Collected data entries

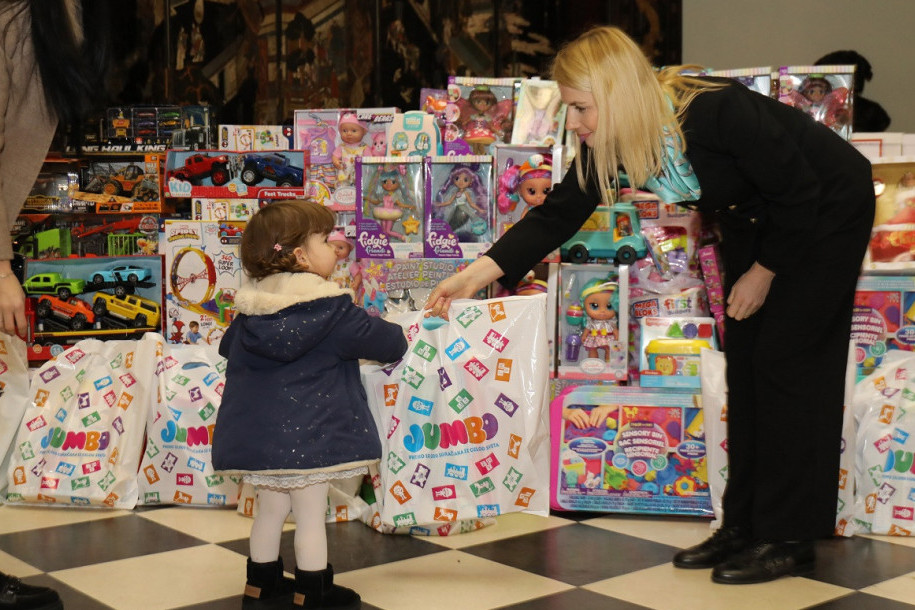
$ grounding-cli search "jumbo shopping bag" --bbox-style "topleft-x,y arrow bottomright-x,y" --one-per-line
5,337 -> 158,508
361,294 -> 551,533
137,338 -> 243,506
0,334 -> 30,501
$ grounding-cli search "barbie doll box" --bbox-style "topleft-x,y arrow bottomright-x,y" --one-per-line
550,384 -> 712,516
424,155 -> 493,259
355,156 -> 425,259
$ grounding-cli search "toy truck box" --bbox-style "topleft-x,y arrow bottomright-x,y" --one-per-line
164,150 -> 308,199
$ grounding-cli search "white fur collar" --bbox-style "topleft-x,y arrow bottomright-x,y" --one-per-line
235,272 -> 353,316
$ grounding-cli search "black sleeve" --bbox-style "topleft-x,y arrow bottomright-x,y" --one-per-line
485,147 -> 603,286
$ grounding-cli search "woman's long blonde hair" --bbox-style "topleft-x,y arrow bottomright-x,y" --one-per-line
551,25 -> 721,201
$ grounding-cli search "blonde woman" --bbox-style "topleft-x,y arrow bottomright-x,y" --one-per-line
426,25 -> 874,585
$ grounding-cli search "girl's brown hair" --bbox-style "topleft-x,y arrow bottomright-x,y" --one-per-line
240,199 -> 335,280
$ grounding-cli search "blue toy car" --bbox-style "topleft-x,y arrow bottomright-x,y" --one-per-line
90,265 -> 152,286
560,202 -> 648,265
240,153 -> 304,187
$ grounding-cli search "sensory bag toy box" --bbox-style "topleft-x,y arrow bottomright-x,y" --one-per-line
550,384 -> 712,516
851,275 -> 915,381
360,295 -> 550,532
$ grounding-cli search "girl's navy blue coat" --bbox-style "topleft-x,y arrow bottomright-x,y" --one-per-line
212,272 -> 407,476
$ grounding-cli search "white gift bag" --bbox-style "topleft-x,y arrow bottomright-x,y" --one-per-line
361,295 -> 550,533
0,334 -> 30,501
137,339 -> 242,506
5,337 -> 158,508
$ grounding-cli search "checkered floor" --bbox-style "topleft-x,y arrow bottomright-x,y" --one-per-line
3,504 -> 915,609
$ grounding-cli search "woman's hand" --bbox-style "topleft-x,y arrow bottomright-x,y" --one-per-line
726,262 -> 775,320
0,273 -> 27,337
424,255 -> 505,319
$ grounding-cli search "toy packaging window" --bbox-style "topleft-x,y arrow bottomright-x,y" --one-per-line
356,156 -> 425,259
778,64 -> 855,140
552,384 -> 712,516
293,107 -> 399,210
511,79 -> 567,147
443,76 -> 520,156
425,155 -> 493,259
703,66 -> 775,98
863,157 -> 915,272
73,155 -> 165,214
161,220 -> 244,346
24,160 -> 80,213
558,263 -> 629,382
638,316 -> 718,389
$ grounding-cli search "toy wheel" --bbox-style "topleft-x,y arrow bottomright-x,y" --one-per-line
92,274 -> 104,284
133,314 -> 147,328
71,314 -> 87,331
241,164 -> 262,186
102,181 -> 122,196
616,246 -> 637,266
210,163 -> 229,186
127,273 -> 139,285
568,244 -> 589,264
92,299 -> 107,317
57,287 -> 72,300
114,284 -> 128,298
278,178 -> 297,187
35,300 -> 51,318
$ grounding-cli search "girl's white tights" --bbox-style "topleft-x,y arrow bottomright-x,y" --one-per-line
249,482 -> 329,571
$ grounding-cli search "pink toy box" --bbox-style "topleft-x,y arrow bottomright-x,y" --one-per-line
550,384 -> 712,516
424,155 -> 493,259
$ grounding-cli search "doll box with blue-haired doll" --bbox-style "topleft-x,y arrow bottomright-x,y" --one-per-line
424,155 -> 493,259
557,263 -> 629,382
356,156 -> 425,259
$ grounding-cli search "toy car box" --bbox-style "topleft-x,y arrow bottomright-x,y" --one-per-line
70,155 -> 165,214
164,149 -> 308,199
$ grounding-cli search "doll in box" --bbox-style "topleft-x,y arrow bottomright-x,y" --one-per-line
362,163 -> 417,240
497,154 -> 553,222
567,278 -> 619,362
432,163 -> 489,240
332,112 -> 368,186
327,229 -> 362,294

* [Problem requirements] Every entry above is to be copied verbatim, with the pictures removed.

* [Solved exercise]
$ grounding-cli search "jumbo shopping bag" --bbox-style "topleft-x,y arrow bottomright-x,y" --one-per-line
5,337 -> 158,508
361,294 -> 551,533
137,338 -> 243,506
0,334 -> 30,501
$ grounding-cli search "barbie doll box" --bbox-style "topleft-x,y arrow bottomright-x,y" --one-per-line
550,384 -> 712,516
424,155 -> 493,259
355,156 -> 425,259
$ grounding-cli search "toy truck box" --bbox-style "topleft-x,y arrow bottomright-x,y" --one-per-line
164,150 -> 308,199
$ grounding-cli search "white fur collar" --bbox-style "topleft-x,y arrow bottomright-x,y" --one-per-line
235,272 -> 353,316
$ grounding-cli search "black sleeve" --bbox-style "topleft-x,y arrow bottomright-x,y" --one-per-line
485,147 -> 603,286
$ grounding-cli search "woman's long blonde hair" --bbox-style "topleft-x,y arrow bottomright-x,y" --one-per-line
551,25 -> 721,201
$ grounding-cli search "blonde woman" --bbox-style "topleft-x,y arrow bottomright-x,y" --one-per-line
426,25 -> 874,585
$ grounding-cli search "girl's brown hair" --bbox-style "topleft-x,y arrow bottomright-x,y" --one-per-line
240,199 -> 335,280
$ grounding-cli search "blue toy car" --bbox-style "topleft-x,y arrow bottomright-x,y" --one-per-line
90,265 -> 152,286
560,202 -> 648,265
240,153 -> 304,187
$ grounding-cli search "sensory bag toy box" --bbox-style "topleft-x,y arrow bottomright-x,y" --one-per-line
550,384 -> 712,516
851,275 -> 915,381
360,295 -> 550,532
$ grounding-cli search "girl's navy blue coat" --bbox-style "topleft-x,y arrow bottomright-x,y" --one-per-line
212,272 -> 407,476
$ grounding-cli search "white gift bag" --bbox-style "topleft-x,y arrow bottomright-x,y" --one-per-line
361,295 -> 550,533
0,334 -> 30,501
137,339 -> 242,506
5,337 -> 158,508
$ grounding-cli search "checkered floor" --bbox-style "topleft-x,y arrow bottomright-x,y" --one-per-line
3,504 -> 915,609
$ grounding-cli search "woman's hand" --bbox-style "topleft-x,y arrow bottomright-x,y" --one-per-line
726,262 -> 775,320
0,273 -> 27,337
424,255 -> 505,319
$ grounding-cli search "toy packaging window" --bbox-style "topleft-x,y arrow bottomright-x,y" --one-per-line
356,156 -> 425,259
778,64 -> 855,140
552,384 -> 712,516
293,107 -> 399,210
511,79 -> 567,147
443,76 -> 520,156
425,155 -> 493,259
703,66 -> 775,98
863,157 -> 915,272
73,155 -> 165,214
161,220 -> 244,346
24,160 -> 80,213
558,263 -> 629,382
638,316 -> 718,389
$ grounding-cli search "toy wheel" --bbox-style "topleft-x,y arrow bottomright-x,y" --one-per-line
92,274 -> 104,284
133,314 -> 147,328
71,314 -> 87,331
241,164 -> 262,186
102,181 -> 122,196
616,246 -> 637,266
210,163 -> 229,186
127,273 -> 139,285
568,244 -> 589,264
92,299 -> 107,317
57,287 -> 72,300
114,284 -> 128,298
278,178 -> 297,187
35,300 -> 51,318
$ grounding-cli search "girl's white tights" --bbox-style "topleft-x,y arrow bottomright-x,y" --one-per-line
249,482 -> 329,571
$ grounding-cli search "pink toy box" --bbox-style "topleft-x,y arrow bottomright-x,y" --one-per-line
550,384 -> 712,516
424,155 -> 493,259
$ grounding-cli search "doll box with blue-haired doll" --bbox-style "topleft-x,y arrow bottomright-x,y" --one-per-line
424,155 -> 493,259
557,263 -> 629,382
356,156 -> 425,259
$ grounding-cli search "toy car box" --bbox-style "topleft-x,y arrow bottomright-x,y" --one-per-line
70,155 -> 165,214
164,149 -> 308,199
$ grounding-cli search "doll in box" --bbox-style "topleft-x,y arrow bottomright-x,y" --one-per-line
362,163 -> 417,240
497,154 -> 553,222
567,278 -> 619,362
432,163 -> 489,240
332,112 -> 368,186
327,229 -> 362,294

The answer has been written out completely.